Scan the material below, then work out how many of its lines contain the word "chainsaw"; reply with that number only.

#####

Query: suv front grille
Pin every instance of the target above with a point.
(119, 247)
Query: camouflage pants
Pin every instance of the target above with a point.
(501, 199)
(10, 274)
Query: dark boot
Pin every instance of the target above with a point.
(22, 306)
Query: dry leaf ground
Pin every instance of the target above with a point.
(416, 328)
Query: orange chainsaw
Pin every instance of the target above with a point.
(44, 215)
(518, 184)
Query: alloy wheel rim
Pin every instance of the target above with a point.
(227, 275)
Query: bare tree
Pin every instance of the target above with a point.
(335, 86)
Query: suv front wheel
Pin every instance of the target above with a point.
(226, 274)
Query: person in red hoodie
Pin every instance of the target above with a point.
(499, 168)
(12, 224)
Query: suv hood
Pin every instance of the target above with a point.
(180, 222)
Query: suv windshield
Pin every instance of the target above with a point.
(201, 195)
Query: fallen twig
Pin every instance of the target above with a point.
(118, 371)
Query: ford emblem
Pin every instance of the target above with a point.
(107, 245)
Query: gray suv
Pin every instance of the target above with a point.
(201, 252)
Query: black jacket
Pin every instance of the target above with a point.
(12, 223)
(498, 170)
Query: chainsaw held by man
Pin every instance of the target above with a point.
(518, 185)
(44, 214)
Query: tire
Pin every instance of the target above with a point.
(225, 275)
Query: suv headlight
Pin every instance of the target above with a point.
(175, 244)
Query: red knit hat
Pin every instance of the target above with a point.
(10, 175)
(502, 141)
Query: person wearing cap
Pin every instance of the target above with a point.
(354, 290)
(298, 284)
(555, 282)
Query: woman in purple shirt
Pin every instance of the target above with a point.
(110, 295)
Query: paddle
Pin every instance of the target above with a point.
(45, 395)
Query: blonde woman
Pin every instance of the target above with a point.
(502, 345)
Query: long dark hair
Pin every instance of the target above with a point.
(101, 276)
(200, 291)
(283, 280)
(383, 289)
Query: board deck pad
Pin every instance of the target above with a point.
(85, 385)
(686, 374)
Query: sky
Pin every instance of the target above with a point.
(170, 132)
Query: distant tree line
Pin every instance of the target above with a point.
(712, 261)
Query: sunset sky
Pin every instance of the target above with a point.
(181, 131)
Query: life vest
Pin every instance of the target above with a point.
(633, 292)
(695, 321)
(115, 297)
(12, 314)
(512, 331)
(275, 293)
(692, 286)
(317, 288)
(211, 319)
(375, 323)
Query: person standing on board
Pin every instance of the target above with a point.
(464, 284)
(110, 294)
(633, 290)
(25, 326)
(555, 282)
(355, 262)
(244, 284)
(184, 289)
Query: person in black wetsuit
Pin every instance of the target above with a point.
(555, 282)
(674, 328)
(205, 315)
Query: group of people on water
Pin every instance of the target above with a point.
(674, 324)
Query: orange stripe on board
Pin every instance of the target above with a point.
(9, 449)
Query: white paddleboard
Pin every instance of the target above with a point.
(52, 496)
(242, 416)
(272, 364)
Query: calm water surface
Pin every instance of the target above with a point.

#####

• _SOLVED EXERCISE_: 2